**Exercise directions**
In the entries that follow, how many lines contain "curtain"? Answer with the number only.
** Opening Exercise data block **
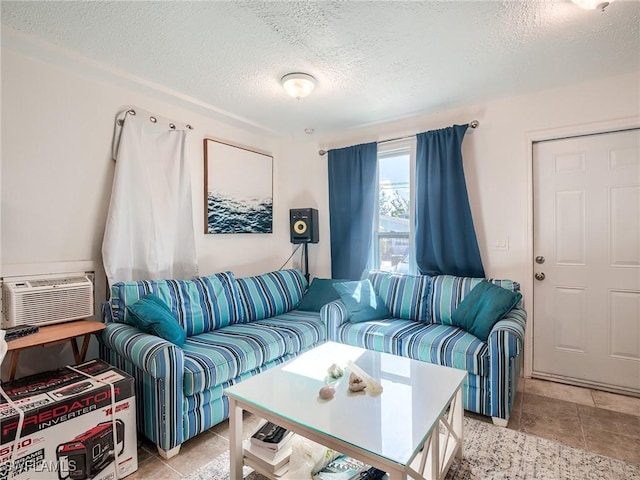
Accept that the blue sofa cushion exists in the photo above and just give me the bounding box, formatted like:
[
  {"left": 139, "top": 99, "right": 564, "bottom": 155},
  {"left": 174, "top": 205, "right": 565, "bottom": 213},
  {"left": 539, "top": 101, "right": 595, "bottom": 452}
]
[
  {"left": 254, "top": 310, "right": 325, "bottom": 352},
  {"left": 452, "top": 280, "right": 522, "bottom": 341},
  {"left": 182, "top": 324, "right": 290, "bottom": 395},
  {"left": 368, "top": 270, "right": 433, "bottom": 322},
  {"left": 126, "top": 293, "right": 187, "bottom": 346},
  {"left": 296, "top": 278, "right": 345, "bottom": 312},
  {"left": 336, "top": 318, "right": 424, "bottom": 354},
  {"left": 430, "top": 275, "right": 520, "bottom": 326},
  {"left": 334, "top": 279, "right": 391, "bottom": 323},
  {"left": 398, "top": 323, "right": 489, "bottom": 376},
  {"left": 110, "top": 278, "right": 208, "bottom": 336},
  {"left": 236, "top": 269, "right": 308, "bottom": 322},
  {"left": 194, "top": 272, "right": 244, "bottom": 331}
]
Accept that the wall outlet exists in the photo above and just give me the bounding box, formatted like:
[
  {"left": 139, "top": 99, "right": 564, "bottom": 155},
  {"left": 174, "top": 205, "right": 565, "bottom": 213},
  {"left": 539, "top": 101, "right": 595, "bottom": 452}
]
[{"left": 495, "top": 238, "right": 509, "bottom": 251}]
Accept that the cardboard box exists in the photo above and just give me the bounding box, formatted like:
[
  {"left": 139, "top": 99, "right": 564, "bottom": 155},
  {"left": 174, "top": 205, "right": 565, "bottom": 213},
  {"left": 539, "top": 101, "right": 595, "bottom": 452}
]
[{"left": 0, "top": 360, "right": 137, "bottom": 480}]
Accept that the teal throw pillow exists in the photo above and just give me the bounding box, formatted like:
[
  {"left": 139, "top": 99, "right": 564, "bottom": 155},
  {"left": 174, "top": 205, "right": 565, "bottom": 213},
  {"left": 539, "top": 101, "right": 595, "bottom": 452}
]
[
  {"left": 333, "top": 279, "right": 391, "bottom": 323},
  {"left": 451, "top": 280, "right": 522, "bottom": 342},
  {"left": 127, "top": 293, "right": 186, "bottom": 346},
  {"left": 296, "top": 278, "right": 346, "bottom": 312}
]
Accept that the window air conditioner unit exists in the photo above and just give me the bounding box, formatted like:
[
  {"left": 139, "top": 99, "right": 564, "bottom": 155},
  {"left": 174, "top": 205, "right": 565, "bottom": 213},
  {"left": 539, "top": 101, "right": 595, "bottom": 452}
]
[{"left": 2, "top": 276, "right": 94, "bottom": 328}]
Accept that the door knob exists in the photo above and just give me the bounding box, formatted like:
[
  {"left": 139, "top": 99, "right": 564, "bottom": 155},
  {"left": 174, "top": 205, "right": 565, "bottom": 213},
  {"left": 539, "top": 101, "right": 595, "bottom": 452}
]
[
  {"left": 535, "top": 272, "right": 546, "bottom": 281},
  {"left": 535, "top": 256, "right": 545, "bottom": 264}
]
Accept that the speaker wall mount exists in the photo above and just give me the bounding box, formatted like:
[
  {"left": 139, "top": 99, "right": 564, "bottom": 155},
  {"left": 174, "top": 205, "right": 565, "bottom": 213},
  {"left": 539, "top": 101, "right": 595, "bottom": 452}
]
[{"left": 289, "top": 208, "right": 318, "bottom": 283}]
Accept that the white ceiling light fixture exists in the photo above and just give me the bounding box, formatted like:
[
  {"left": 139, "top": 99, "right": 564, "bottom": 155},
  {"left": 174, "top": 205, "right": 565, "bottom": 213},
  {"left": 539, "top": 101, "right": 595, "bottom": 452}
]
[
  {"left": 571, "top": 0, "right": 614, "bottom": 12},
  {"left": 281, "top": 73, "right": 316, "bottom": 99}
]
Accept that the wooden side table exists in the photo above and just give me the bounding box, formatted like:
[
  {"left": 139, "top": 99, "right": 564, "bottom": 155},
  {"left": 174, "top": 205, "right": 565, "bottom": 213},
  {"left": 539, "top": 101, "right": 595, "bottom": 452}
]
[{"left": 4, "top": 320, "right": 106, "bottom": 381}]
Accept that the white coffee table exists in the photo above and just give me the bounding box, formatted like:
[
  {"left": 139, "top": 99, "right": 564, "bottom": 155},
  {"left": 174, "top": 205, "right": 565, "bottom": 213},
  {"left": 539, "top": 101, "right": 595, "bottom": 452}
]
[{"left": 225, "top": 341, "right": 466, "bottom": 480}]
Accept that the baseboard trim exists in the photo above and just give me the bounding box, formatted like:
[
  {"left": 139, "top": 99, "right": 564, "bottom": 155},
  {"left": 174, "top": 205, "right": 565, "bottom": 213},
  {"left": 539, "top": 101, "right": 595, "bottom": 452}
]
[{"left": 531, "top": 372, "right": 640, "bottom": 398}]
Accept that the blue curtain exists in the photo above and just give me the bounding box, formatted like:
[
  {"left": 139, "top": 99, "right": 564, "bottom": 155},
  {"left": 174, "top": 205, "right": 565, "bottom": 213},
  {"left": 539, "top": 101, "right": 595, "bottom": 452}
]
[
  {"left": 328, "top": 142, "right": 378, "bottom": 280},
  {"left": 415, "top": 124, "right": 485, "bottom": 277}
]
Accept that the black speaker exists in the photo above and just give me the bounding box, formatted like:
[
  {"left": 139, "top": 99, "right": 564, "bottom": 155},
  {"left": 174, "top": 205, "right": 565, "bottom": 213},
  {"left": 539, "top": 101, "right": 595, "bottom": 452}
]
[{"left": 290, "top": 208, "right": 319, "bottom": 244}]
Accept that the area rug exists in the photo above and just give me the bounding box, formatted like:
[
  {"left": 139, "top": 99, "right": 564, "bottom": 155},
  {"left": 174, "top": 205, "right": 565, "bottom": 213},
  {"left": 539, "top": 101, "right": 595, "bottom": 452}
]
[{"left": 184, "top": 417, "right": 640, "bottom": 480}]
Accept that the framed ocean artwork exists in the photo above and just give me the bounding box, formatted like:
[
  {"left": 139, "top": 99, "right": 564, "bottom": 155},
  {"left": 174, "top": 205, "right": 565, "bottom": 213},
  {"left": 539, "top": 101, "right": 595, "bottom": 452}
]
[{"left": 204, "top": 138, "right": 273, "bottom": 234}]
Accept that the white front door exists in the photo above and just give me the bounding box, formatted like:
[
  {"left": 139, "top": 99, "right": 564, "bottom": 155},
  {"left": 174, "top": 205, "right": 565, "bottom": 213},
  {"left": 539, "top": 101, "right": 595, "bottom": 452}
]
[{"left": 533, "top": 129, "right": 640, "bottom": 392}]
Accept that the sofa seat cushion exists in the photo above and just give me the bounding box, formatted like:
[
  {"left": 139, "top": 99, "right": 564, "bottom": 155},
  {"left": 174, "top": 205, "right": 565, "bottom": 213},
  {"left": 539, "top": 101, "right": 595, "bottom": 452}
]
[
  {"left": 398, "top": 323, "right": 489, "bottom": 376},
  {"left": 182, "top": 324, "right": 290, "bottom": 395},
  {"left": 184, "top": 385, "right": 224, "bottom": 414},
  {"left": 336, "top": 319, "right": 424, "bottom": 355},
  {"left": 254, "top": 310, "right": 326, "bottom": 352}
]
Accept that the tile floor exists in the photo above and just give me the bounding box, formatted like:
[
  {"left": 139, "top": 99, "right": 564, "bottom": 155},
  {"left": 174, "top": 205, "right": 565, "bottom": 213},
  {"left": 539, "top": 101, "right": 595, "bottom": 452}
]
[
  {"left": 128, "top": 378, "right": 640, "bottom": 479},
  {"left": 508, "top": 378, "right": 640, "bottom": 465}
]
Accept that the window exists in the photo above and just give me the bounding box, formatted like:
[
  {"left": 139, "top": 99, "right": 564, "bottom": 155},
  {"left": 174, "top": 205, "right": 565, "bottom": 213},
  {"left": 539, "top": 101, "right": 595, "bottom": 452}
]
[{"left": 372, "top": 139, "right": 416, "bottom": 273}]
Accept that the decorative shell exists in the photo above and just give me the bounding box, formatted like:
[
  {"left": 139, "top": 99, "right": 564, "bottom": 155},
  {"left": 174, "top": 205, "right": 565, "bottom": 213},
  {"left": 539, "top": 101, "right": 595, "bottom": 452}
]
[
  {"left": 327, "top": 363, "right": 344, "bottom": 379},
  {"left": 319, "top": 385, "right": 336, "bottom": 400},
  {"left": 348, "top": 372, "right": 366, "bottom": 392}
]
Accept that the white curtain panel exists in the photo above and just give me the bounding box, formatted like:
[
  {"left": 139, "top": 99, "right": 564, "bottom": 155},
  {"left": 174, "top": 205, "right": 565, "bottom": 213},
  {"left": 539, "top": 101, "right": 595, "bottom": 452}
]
** Closing Exercise data block **
**Output for this exercise**
2